Without including any pictures, write out all the entries exactly.

————

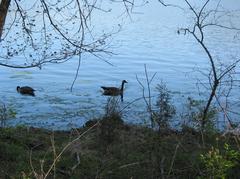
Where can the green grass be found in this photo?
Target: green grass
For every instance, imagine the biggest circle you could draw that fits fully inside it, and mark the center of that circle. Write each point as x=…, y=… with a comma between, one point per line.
x=109, y=150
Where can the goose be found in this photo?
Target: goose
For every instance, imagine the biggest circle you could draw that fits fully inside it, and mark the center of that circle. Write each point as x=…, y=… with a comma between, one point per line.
x=114, y=91
x=25, y=90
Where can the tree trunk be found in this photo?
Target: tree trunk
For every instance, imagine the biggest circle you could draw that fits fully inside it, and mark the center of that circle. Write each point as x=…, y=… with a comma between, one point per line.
x=3, y=13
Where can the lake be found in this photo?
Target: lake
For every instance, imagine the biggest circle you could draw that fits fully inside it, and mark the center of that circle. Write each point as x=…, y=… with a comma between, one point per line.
x=150, y=37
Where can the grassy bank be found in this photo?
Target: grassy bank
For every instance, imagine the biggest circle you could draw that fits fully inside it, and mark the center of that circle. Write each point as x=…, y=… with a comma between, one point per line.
x=112, y=149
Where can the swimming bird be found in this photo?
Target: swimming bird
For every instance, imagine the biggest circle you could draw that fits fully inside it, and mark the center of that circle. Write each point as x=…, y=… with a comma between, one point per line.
x=114, y=91
x=25, y=90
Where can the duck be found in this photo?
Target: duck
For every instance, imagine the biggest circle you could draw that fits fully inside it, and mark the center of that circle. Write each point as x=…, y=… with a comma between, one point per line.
x=25, y=90
x=114, y=91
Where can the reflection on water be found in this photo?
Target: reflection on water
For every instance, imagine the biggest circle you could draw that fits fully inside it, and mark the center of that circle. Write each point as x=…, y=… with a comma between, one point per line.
x=150, y=39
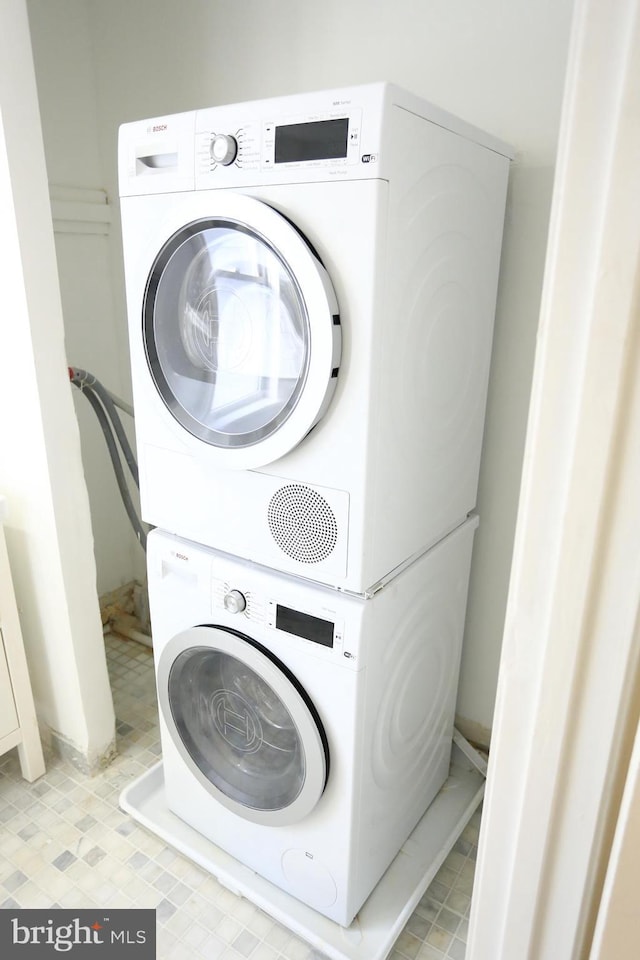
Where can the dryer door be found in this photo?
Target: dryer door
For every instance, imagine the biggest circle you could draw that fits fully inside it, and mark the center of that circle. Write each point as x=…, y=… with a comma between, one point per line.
x=243, y=725
x=241, y=331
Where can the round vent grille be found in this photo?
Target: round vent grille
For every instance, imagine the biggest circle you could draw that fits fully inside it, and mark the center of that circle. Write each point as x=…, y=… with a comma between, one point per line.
x=302, y=523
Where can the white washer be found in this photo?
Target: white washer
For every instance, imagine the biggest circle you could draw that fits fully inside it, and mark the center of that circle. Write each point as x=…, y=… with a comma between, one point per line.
x=305, y=731
x=311, y=287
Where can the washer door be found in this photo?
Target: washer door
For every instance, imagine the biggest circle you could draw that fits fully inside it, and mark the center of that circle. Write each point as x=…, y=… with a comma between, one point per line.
x=243, y=725
x=241, y=331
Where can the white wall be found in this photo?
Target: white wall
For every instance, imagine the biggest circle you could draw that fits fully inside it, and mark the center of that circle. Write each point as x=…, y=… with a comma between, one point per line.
x=48, y=528
x=95, y=336
x=499, y=65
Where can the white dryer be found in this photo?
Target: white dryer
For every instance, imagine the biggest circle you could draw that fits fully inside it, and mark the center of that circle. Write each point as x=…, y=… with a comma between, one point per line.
x=311, y=286
x=305, y=731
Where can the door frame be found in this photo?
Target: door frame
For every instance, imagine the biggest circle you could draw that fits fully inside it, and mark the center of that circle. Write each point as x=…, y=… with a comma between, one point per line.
x=566, y=707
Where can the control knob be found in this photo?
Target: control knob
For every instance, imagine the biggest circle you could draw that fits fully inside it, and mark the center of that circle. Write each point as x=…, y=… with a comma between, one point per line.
x=235, y=602
x=224, y=149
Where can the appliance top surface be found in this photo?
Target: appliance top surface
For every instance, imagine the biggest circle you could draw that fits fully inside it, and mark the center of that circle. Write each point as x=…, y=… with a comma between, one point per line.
x=343, y=133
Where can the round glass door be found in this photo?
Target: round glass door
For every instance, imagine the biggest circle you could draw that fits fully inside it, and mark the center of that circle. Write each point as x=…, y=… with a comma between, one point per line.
x=243, y=725
x=228, y=330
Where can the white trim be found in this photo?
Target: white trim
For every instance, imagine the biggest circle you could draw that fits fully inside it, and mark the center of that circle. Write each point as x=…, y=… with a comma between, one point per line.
x=570, y=644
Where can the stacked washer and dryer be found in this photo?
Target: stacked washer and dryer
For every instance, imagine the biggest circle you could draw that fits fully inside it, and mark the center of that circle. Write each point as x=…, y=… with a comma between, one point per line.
x=311, y=285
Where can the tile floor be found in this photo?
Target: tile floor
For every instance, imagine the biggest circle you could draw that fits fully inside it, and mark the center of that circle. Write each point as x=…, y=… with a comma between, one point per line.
x=65, y=842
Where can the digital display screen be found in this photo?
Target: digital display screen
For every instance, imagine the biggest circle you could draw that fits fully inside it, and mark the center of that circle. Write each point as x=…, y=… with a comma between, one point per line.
x=305, y=626
x=317, y=140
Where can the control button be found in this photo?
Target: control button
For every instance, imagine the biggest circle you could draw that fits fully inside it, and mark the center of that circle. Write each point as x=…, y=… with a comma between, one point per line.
x=224, y=149
x=235, y=602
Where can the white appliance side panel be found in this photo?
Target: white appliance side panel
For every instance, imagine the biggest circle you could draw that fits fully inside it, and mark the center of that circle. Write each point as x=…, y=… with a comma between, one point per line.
x=447, y=201
x=415, y=632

————

*COMPLETED EXERCISE*:
Where can the green grass be found in this photo?
Target: green grass
For every instance, imagine the biggest circle you could draw that fits fully inside it, and mark the center of that circle. Write each point as x=…, y=… with a comma between, one point per line.
x=109, y=150
Where can the goose be found in this photo?
Target: goose
For every instance, imagine the biggest circle you could draw that fits fully inside it, and mark the center of that circle. Write each point as x=…, y=… with a comma between, one point per line.
x=114, y=91
x=25, y=90
Where can the tree trunk be found in this photo?
Target: tree trunk
For every instance, imagine the biggest circle you could draw that fits fully inside it, and mark the center of that circle. Write each point as x=…, y=… with a comma between, one point per line.
x=3, y=13
Where can the lake be found in this photo?
Target: lake
For every instance, imagine the biggest circle you could draw that fits fully inside it, and mark the center of that circle. Write each point as x=…, y=… with a comma between, one point per line.
x=150, y=37
Where can the grassy bank be found in this photo?
Target: grassy bank
For every instance, imagine the biggest circle you could draw that fits fully inside it, and mark the center of that circle. Write each point as x=…, y=… with a comma between, one point per line.
x=112, y=149
Where can the swimming bird be found in this photo?
Target: swimming bird
For every instance, imagine the biggest circle you could draw that fits fully inside it, and mark the center of that circle. Write each point as x=…, y=… with a comma between, one point per line.
x=114, y=91
x=25, y=90
Where can the duck be found in this photo?
Target: duck
For every instance, imagine the biggest circle you could draw that fits fully inside it, and mark the center of that circle. Write each point as x=…, y=… with a comma between, one point per line.
x=25, y=90
x=114, y=91
Where can the reflection on water be found in this photo?
Target: reflection on water
For every instance, imagine the biggest circle you could draw that fits fully inside it, and mark the center of that circle. Write each point as x=…, y=… with a comma between, one point per line.
x=150, y=39
Where can the dryer door be found in this photo?
Target: dryer door
For every instance, imagine the biggest circle you could draw that fits fully inside it, and mark the center of that circle. Write each point as x=…, y=… with a comma between, one point per line.
x=243, y=725
x=241, y=331
Where can the round vent grille be found in this photo?
Target: round vent grille
For every instance, imagine the biggest circle you could draw that fits fully inside it, and mark the center of that circle. Write each point as x=…, y=… with a comma between, one point per line.
x=302, y=523
Where can the white washer be found in this photo?
Target: white washer
For every instance, imagine the biggest circle you could draw that fits fully inside it, and mark the center of that circle. Write each point as x=…, y=… with a comma between, one point per line.
x=305, y=731
x=311, y=287
Where can the washer door be found in this photo?
Target: washer door
For every instance, imagine the biggest circle you could draw that fits fully inside it, and mark the center of that circle. Write each point as x=…, y=… with a comma between, one point per line.
x=243, y=725
x=241, y=331
Where can the white wall be found in this photo?
Target: white wall
For every instance, imagine the biggest circle you could draw that fits fully inside it, and mark the center of that circle. Write each point as x=…, y=… with a comma between, one point per line.
x=48, y=528
x=95, y=336
x=499, y=65
Where can the white dryer be found in this photo?
Target: white dryer
For every instance, imagine the biggest circle you could draw that fits fully inside it, and mark the center of that circle. Write each point as x=…, y=… with a comma between, one point per line.
x=311, y=286
x=305, y=731
Where can the door frame be found in this photo?
Target: door frame
For every instance, imagine the biggest circle you could draw that fits fully inside it, and mark the center of that circle. Write each point as x=…, y=… with a comma between, one point per line.
x=566, y=707
Where can the control knob be found in this photo?
Target: control knob
For every instance, imagine the biggest circle you could draw that fits fully inside it, and mark the center of that circle. Write each point as x=…, y=… with a comma between, one point per line.
x=235, y=602
x=224, y=149
Where can the appliance top surface be found in this photo?
Target: appliance top surface
For every instance, imagine the biggest circle you could draw that fits fully inside it, and mark the center of that circle. Write each point as x=…, y=… with a comma between, one point per line.
x=343, y=133
Where can the round glass door be found in this photo?
Target: round glass door
For every instance, imagine the biggest circle you could draw that fits fully inside it, and mark the center of that circle. Write each point as x=…, y=… with a comma between, one point per line.
x=243, y=725
x=228, y=330
Where can the white trim be found in this photo?
Target: white trim
For every instance, imagine the biggest circle you could draw that fits fully inside it, and mark the center of that circle. Write each point as x=…, y=… with a comma between, one point per line.
x=570, y=644
Where can the stacked washer and dryer be found in this photo?
Target: stacked washer and dryer
For every instance, imagine the biggest circle you could draw that fits fully inside it, and mark the center of that circle. Write each point as x=…, y=… with a comma between, one point per line.
x=311, y=285
Where can the tile floor be found in this photo?
Target: tile floor
For every instance, imagine the biggest circle you could draw that fits fully inside it, and mark the center of that circle. Write each point as x=…, y=… with a comma between, one point per line.
x=65, y=842
Where can the digital display screen be found in this photo?
Target: digital display screen
For every instance, imagine the biggest circle you could draw that fits fully inside it, and mark the center of that circle. Write each point as x=…, y=… with a comma between, one point per line.
x=305, y=626
x=317, y=140
Where can the control button be found in this photo?
Target: control button
For every instance, imagine the biggest circle you could draw that fits fully inside it, and mark the center of that circle. Write each point as x=…, y=… with a comma between, one point per line.
x=224, y=149
x=235, y=602
Where can the white appliance side panel be found in this photo?
Target: white appliance side panel
For every instance, imagine the biggest circle you could draw that fits fully inside it, and mark the center of that circle. Write each point as x=…, y=… with a comma between, one point per line.
x=447, y=201
x=415, y=632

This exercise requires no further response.